* _Dataset rows_
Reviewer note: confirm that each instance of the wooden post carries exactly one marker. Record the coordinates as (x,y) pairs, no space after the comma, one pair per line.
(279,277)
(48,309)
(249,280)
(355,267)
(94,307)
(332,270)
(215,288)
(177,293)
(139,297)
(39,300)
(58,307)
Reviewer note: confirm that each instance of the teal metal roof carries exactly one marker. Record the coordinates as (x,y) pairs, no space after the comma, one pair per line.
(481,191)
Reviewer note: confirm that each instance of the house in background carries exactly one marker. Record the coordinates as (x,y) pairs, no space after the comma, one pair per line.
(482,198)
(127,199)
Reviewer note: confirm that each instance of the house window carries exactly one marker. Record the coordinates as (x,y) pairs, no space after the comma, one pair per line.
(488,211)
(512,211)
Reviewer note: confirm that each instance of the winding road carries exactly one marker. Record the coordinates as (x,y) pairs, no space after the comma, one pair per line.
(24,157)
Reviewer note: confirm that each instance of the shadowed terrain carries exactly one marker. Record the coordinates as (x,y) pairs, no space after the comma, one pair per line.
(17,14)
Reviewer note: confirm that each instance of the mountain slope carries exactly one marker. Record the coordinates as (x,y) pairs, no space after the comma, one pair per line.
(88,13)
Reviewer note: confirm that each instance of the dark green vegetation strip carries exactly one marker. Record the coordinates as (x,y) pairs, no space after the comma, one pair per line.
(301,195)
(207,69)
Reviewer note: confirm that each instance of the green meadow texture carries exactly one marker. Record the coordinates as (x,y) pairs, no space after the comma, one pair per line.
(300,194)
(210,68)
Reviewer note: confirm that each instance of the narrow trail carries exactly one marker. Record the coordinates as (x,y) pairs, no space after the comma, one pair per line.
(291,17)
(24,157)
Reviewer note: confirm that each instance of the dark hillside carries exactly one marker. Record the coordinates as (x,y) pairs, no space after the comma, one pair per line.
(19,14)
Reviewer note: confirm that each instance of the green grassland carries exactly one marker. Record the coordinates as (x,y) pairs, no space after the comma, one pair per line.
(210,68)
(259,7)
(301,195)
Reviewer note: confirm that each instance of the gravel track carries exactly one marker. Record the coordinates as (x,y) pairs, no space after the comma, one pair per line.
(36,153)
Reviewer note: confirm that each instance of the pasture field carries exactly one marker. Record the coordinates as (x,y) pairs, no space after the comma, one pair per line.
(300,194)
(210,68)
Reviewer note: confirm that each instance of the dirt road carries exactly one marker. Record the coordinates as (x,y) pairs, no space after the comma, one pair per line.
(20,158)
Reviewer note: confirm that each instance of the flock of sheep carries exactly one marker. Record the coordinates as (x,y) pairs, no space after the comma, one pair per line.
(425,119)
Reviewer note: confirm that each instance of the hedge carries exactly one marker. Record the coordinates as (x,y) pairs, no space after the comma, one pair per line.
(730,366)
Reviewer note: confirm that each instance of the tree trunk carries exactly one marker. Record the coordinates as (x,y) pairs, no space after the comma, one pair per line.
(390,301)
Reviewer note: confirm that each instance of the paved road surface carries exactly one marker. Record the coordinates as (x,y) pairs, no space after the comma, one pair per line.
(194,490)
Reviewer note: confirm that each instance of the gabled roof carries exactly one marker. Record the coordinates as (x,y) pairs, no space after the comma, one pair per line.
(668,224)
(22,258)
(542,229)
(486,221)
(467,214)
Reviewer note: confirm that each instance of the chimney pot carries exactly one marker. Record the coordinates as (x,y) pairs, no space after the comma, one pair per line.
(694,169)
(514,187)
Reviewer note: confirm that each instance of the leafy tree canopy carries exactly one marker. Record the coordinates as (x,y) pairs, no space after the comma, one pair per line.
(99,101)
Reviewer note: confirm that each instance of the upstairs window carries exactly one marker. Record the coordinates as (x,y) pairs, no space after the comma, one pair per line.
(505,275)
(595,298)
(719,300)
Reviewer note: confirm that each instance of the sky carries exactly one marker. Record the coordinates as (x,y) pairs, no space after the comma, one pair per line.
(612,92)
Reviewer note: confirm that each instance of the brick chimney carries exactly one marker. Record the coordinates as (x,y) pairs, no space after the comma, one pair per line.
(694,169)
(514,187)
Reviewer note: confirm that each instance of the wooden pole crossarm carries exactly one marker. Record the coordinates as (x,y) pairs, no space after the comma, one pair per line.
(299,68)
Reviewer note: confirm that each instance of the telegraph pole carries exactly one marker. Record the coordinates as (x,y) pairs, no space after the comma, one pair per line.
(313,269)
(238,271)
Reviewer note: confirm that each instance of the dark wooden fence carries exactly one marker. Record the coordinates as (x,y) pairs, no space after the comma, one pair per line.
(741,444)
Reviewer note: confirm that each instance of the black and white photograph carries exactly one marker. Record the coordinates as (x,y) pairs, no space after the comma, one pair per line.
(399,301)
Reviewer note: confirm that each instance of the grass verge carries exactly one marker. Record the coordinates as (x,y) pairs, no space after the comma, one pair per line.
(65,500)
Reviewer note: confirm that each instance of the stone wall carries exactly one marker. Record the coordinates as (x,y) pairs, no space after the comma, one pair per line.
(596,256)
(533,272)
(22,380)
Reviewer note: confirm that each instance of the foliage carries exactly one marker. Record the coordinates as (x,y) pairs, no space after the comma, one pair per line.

* _Task instructions_
Give back the lines of the listing from the one with "Reviewer note: confirm that each instance of the black" through the end, both included, exactly as written and with nothing added.

* _Answer below_
Reviewer note: confirm that each instance of the black and white photograph carries exactly one marker. Record the coordinates as (x,y) pairs, no space after the comma, one pair per line.
(399,301)
Reviewer note: confirm that each instance of the grass verge carries exactly one marker. Record the coordinates as (x,y) pairs, no space after the comma, one pair per line.
(65,500)
Reviewer note: confirm that each instance of the stone wall carries exactly one marker. Record the coordinates as (x,y) pairs, no space after the comma, one pair per line.
(596,256)
(533,272)
(22,380)
Reviewer note: confirm that each instance of the foliage carries exactly one marker. Record the coordinates as (x,y) pairs, no space after the comma, one pair per line.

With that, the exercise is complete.